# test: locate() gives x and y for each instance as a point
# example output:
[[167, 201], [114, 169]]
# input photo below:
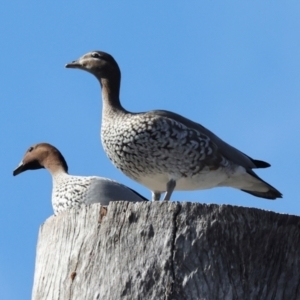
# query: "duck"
[[163, 150], [70, 191]]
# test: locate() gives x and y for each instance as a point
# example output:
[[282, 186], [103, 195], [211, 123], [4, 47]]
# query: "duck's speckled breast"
[[145, 144]]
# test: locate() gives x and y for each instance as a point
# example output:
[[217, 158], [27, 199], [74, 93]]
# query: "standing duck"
[[163, 150], [73, 191]]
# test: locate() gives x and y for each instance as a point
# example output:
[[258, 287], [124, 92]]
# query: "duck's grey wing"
[[224, 149], [102, 190]]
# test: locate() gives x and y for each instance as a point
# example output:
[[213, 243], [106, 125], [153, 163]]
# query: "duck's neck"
[[110, 95]]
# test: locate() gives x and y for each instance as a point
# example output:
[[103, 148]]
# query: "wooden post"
[[168, 250]]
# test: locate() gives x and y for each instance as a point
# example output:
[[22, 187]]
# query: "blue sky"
[[234, 67]]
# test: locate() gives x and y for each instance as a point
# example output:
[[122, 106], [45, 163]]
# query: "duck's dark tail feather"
[[272, 194]]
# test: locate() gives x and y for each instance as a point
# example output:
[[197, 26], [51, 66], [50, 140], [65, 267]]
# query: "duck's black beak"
[[19, 169]]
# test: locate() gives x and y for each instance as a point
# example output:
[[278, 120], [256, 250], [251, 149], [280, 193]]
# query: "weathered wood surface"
[[168, 250]]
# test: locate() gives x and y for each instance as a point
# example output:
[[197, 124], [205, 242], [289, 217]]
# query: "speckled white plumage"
[[163, 150], [70, 191], [73, 191]]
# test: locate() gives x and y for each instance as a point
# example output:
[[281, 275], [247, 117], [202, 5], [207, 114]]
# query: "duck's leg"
[[156, 196], [170, 188]]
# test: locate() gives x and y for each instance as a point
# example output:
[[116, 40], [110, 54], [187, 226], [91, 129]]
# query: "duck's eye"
[[96, 55]]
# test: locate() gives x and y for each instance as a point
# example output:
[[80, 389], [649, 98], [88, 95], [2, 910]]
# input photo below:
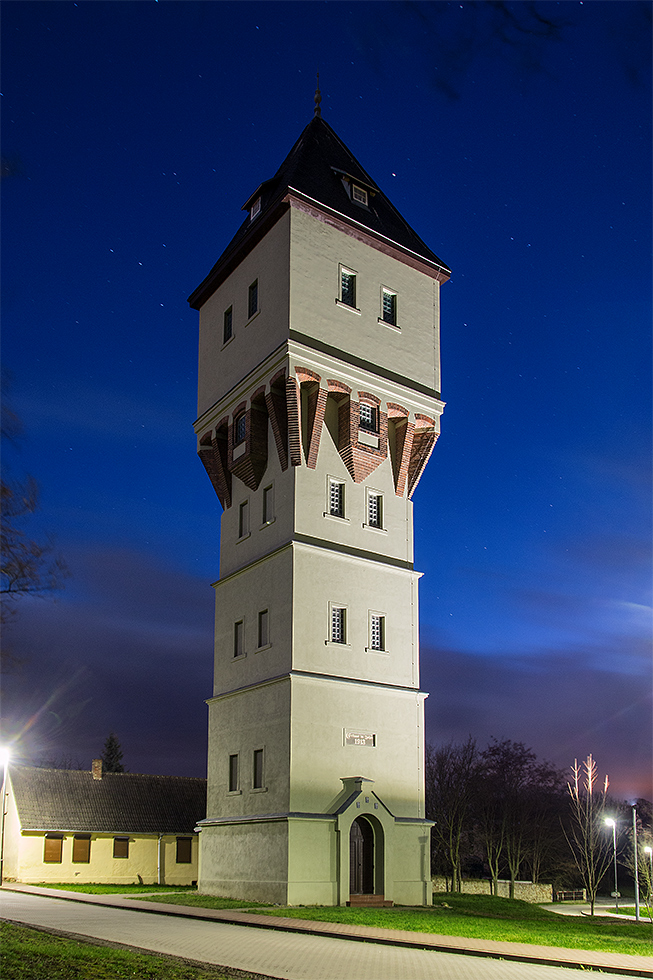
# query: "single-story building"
[[67, 825]]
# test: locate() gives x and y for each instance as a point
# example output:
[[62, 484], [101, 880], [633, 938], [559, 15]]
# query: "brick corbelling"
[[278, 412], [317, 402], [423, 444], [404, 445], [294, 432], [339, 386], [396, 411]]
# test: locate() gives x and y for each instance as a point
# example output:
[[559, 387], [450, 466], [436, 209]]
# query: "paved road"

***

» **Do this**
Reproduce every item above verbatim, but leave the pictures out of your answer.

» **Result for this task**
# test: locate() gives x and y for each instance as a point
# example output:
[[167, 201], [114, 169]]
# input photo below:
# query: "duck"
[[163, 150], [70, 191]]
# test: locate() gives x and y for each instance as a point
# example output:
[[282, 186], [103, 195], [211, 123], [4, 47]]
# query: "duck's speckled breast"
[[145, 144]]
# test: locate() gives x and y for each instance as a point
# example output:
[[217, 158], [27, 199], [74, 93]]
# query: "standing duck"
[[163, 150], [73, 191]]
# test: locate() gives x and y for each instance as a point
# example output:
[[258, 287], [124, 92]]
# query: "duck's grey wing"
[[224, 149], [102, 190]]
# test: locate() gives x and y for each instance as a point
# example output:
[[213, 243], [106, 125], [153, 163]]
# query: "duck's neck"
[[110, 95]]
# test: locate() gives x and y for each instance as a point
# example output:
[[103, 148]]
# query: "wooden post"
[[168, 250]]
# test: locate() gives x and y for each instance as a point
# example output:
[[22, 187]]
# query: "blue sky"
[[234, 67]]
# test: locate() gives x and y for each instance as a point
# example output:
[[122, 106], [45, 163]]
# query: "duck's dark tail feather"
[[272, 194]]
# test: locate() gives x and y for each instance as a point
# example output:
[[197, 26], [51, 66], [50, 140], [65, 267]]
# query: "duck's black beak"
[[19, 169]]
# test: locate() gives x and y for each instance as a point
# example output:
[[278, 120], [256, 250], [251, 149], [280, 193]]
# query: "weathered wood surface"
[[168, 250]]
# test: locate() gives x and y for each instance as a point
# example output:
[[197, 124], [205, 242], [289, 217]]
# query: "speckled white plumage"
[[163, 150], [70, 191], [73, 191]]
# test: locate() gives x and y for each instance as a point
# example output:
[[281, 275], [247, 117], [202, 5], [207, 114]]
# query: "duck's leg"
[[156, 196], [170, 188]]
# test: locate() gives x and y for each instance as a point
# example output:
[[116, 40], [110, 54], [187, 226], [91, 129]]
# query: "duck's eye"
[[96, 55]]
# test: locate() gives x and y for each instance as a point
# example output:
[[80, 389], [649, 98], [88, 95], [2, 910]]
# input photo below:
# query: "single-story building"
[[67, 825]]
# test: locate() gives x and y for each instance as a point
# example output:
[[62, 484], [101, 880], [633, 938], [559, 15]]
# query: "brick corbelling"
[[278, 412], [317, 402], [423, 444], [404, 445], [294, 432], [339, 386], [396, 411]]
# test: locate() gives x and y for each instance as a point
# example output:
[[559, 387], [450, 466], [436, 209]]
# query: "paved road"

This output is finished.